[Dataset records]
☆ ☆ ☆ ☆ ☆ ☆ ☆

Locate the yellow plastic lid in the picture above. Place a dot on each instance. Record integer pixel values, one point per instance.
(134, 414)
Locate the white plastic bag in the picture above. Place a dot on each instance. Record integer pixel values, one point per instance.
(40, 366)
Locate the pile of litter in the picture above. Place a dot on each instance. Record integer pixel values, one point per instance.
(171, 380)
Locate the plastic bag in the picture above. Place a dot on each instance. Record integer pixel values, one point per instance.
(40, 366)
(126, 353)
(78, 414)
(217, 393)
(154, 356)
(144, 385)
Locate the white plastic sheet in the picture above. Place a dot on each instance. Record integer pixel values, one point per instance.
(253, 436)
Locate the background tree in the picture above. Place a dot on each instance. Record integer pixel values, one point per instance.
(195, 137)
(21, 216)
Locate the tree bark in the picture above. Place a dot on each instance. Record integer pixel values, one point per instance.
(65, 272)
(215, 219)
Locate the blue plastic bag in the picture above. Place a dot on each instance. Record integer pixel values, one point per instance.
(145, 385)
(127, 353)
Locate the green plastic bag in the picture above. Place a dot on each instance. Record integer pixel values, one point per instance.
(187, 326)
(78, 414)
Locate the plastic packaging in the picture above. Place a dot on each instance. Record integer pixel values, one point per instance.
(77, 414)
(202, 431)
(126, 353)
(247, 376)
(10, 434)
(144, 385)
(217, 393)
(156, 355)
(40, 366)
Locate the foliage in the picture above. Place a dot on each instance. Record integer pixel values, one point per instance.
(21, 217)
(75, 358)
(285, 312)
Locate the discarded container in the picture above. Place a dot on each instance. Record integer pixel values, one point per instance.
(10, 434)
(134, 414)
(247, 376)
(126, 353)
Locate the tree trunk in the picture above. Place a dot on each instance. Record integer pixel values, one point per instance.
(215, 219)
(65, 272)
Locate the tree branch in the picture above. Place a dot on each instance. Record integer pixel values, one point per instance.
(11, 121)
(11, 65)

☆ ☆ ☆ ☆ ☆ ☆ ☆

> **Exercise instructions**: All of the records are to be reproduced exactly as they were given.

> **Your solution**:
Locate the yellow plastic lid in the picture above. Place a dot on each instance. Record integer pixel values, one point per instance.
(134, 414)
Locate the white plastic bag in the picture above. Place a dot on each instance. Record integer pixel values, one point per instance.
(40, 366)
Locate the pile of litter in the picture above. Place a dot on each instance. Record integer pixel values, one point per instance.
(171, 380)
Locate the plastic bag in the picture above. Place a dot on each instance. Record integer pixel values, one point per instance.
(40, 366)
(126, 353)
(78, 414)
(217, 393)
(154, 356)
(144, 385)
Locate the white plastic sheet in the picture above. Place a dot on each instance. Record integer pixel values, one point per instance.
(253, 436)
Locate the background tree in the picture above. Place a dot on each instance. Record integer pixel values, one point per instance.
(195, 137)
(21, 216)
Locate the tree bark in the picture above. Place a dot on each instance. Record integer pixel values, one point per instance.
(65, 272)
(215, 219)
Locate the blue plastic bag in the picture above. Place a dot on each instance. Record integer pixel values, one point per instance.
(145, 385)
(127, 353)
Locate the green plastic bag in the picture above. Place a dot on each instance. Record integer pixel values, one point per instance.
(187, 326)
(78, 414)
Locate the plastic packaging in the picture above. Place a dot on each instance. Record integer pixel values, one point per instance.
(77, 414)
(202, 431)
(126, 353)
(247, 376)
(10, 434)
(144, 385)
(217, 393)
(156, 355)
(40, 366)
Locate the foliage in the picture above. Place a dot on each instance. Record integer pixel values, one point per instance.
(21, 217)
(75, 358)
(285, 312)
Locate the discarded container in the picture above. Place a dot on each instance. Record integer pixel values, one point per instance.
(10, 434)
(134, 414)
(247, 376)
(126, 353)
Locate the tree trunk in the picture above. Place a dot on each instance. Record integer pixel values, one point per instance.
(215, 219)
(65, 272)
Locate the tree branch in the picture above. Place a dot on each instance. Record integer pixel values, one point per instance.
(11, 121)
(11, 65)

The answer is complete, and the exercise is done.